--- Start of PAGE ---

Schools all over this country are failing our children and very little has been done to fix them. Government has tried and, by most accounts, failed dismally. And yet we’re told by most experts that the way to fix the economy is to fix education.

The past administration of George W. Bush managed to pass a program that promised way more than it delivered. No Child Left Behind has in fact left many children behind and blame is spread all over the map.

Experts, whoever they are, blame poor teachers; teachers blame the testing mandates of No Child Left Behind; state governments blame teachers’ unions that protect discouraged and burned-out teachers with tenure. There are exceptions, a few charter schools, but they are just that, exceptions.

All the while, tech-based businesses say they have jobs but no one qualified to fill them. Colleges say incoming students are unprepared for higher education. Remedial courses at the college level add to the appalling amount of debt owed by graduating students.

--- End of PAGE ---

» **PROBLEM 1**: Put every line of the listing below into a Markdown table with the columns Row and Listing line. Number the rows, skip blank lines, and leave the pictures out.

--- Start of MATERIAL TO PROCESS ---

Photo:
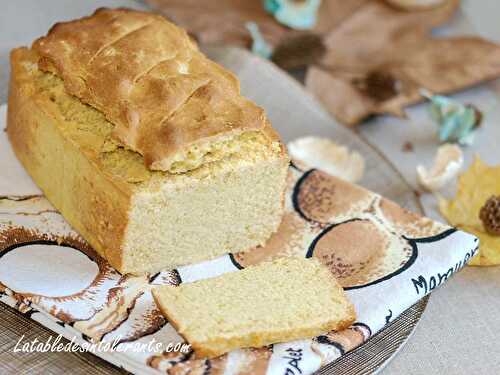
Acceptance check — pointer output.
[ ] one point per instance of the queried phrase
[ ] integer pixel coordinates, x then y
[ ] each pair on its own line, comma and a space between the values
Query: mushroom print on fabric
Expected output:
50, 273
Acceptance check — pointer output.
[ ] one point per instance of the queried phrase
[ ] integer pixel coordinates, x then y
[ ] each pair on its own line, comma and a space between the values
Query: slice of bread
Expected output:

--- End of MATERIAL TO PROCESS ---

» **PROBLEM 2**: Copy word for word the part of the education article above, starting at "All the while, tech-based" and ending at "by graduating students.".

» **REPLY 1**:
| Row | Listing line |
|---|---|
| 1 | Photo: |
| 2 | Acceptance check — pointer output. |
| 3 | [ ] one point per instance of the queried phrase |
| 4 | [ ] integer pixel coordinates, x then y |
| 5 | [ ] each pair on its own line, comma and a space between the values |
| 6 | Query: mushroom print on fabric |
| 7 | Expected output: |
| 8 | 50, 273 |
| 9 | Acceptance check — pointer output. |
| 10 | [ ] one point per instance of the queried phrase |
| 11 | [ ] integer pixel coordinates, x then y |
| 12 | [ ] each pair on its own line, comma and a space between the values |
| 13 | Query: slice of bread |
| 14 | Expected output: |

» **REPLY 2**:
All the while, tech-based businesses say they have jobs but no one qualified to fill them. Colleges say incoming students are unprepared for higher education. Remedial courses at the college level add to the appalling amount of debt owed by graduating students.